▸ **RECORDS SHOWN**:

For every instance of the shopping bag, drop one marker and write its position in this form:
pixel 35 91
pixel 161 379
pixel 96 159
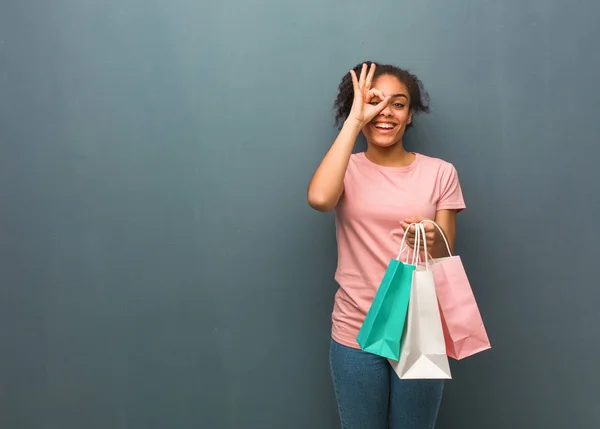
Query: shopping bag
pixel 381 331
pixel 464 331
pixel 423 348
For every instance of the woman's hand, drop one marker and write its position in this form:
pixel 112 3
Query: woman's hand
pixel 437 246
pixel 432 234
pixel 363 109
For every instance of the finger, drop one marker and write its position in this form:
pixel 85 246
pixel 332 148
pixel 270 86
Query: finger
pixel 370 76
pixel 354 80
pixel 363 73
pixel 381 105
pixel 404 225
pixel 376 93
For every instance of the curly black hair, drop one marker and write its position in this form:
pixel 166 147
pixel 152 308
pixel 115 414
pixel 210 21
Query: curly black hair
pixel 419 99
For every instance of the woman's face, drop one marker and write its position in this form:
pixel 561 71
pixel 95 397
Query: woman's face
pixel 387 128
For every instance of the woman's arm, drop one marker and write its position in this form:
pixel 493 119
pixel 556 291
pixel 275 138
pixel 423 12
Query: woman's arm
pixel 327 184
pixel 436 246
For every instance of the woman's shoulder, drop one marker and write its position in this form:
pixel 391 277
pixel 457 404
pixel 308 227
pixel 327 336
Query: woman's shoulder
pixel 435 163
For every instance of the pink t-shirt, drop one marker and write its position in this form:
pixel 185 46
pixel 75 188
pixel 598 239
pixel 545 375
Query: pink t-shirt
pixel 368 215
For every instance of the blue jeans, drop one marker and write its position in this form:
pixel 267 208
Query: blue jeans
pixel 371 396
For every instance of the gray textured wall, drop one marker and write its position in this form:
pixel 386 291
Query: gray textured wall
pixel 159 264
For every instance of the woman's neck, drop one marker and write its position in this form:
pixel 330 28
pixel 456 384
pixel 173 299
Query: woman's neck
pixel 392 156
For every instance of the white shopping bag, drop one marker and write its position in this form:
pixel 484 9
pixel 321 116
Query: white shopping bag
pixel 423 347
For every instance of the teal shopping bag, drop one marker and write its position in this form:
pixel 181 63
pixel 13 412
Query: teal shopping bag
pixel 383 326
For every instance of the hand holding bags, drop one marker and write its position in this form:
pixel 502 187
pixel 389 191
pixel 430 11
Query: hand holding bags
pixel 463 327
pixel 382 328
pixel 423 349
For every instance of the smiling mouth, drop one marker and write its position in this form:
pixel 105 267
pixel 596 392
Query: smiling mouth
pixel 384 126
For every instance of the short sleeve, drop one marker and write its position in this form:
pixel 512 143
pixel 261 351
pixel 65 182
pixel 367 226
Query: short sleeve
pixel 451 196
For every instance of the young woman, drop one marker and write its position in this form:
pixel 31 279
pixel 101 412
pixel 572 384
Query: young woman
pixel 376 194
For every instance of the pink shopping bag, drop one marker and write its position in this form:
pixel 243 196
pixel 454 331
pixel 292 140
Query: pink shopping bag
pixel 464 332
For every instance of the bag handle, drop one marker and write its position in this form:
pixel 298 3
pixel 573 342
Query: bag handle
pixel 402 248
pixel 422 230
pixel 441 232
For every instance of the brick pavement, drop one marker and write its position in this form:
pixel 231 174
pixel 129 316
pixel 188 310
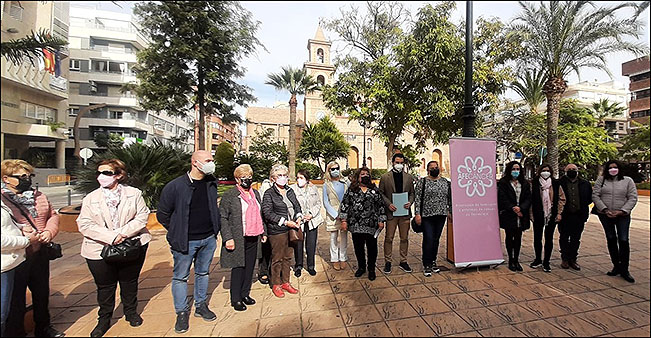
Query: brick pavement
pixel 484 302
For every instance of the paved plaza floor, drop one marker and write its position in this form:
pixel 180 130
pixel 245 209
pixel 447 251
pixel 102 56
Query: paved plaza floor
pixel 484 302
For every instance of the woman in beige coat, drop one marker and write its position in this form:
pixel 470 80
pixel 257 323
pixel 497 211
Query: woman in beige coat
pixel 109 215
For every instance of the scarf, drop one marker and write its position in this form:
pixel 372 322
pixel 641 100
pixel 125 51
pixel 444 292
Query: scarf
pixel 545 185
pixel 253 218
pixel 26 199
pixel 113 201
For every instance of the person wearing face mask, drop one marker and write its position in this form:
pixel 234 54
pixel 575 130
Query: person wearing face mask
pixel 513 203
pixel 397 181
pixel 578 194
pixel 33 209
pixel 281 211
pixel 188 210
pixel 362 212
pixel 308 196
pixel 334 188
pixel 547 203
pixel 614 196
pixel 242 229
pixel 109 215
pixel 436 207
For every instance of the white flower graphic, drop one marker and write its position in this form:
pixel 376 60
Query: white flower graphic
pixel 475 176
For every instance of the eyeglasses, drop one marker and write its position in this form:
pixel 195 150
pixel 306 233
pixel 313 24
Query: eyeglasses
pixel 105 172
pixel 23 176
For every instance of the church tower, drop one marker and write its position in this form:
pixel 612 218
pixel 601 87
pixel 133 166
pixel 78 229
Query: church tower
pixel 319 65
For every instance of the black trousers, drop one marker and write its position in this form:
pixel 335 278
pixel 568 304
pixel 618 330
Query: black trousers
pixel 570 229
pixel 34 274
pixel 108 275
pixel 361 240
pixel 309 242
pixel 549 229
pixel 513 242
pixel 241 277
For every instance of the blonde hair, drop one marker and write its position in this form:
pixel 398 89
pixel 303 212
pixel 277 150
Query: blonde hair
pixel 243 170
pixel 10 167
pixel 330 165
pixel 276 168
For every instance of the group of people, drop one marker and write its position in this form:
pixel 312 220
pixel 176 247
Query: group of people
pixel 281 222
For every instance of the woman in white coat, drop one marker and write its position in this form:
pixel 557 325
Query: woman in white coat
pixel 14 243
pixel 308 196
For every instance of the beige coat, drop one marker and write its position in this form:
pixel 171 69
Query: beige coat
pixel 95 223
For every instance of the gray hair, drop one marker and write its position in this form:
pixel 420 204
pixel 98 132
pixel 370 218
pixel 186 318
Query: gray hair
pixel 277 168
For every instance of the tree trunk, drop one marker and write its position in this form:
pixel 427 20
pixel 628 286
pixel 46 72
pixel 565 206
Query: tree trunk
pixel 292 137
pixel 75 129
pixel 553 89
pixel 201 128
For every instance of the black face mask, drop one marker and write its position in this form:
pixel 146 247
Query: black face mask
pixel 572 174
pixel 24 185
pixel 246 183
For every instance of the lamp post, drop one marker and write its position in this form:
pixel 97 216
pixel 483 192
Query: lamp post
pixel 468 107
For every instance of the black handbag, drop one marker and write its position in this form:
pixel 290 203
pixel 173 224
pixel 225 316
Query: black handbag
pixel 418 228
pixel 127 251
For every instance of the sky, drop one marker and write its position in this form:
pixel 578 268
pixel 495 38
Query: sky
pixel 286 26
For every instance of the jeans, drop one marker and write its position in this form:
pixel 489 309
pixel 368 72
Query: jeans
pixel 309 242
pixel 7 287
pixel 570 229
pixel 361 240
pixel 201 253
pixel 34 274
pixel 432 230
pixel 549 229
pixel 108 275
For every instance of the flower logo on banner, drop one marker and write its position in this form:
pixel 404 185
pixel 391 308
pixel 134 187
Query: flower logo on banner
pixel 474 176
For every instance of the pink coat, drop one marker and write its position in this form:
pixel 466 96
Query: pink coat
pixel 95 223
pixel 46 219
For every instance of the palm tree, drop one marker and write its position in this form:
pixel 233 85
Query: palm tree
pixel 296 82
pixel 604 108
pixel 563 37
pixel 529 86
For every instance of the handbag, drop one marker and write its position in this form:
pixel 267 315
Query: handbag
pixel 52 250
pixel 127 251
pixel 418 228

▸ **YOUR OBJECTIVE**: Looking at the data above, write out exactly the lines that start at the one containing "Query: eyeglasses" and end at the one containing "pixel 618 330"; include both and nothing beyond.

▸ **OUTPUT OF THE EXERCISE**:
Query: eyeglasses
pixel 105 172
pixel 23 176
For every instance of the church tower, drop one marker and write its position in this form:
pixel 612 218
pixel 601 87
pixel 133 166
pixel 78 229
Query: church tower
pixel 319 65
For every instance of the black trousers, drop one marker and write its position in this form:
pixel 335 278
pixel 568 304
pixel 618 330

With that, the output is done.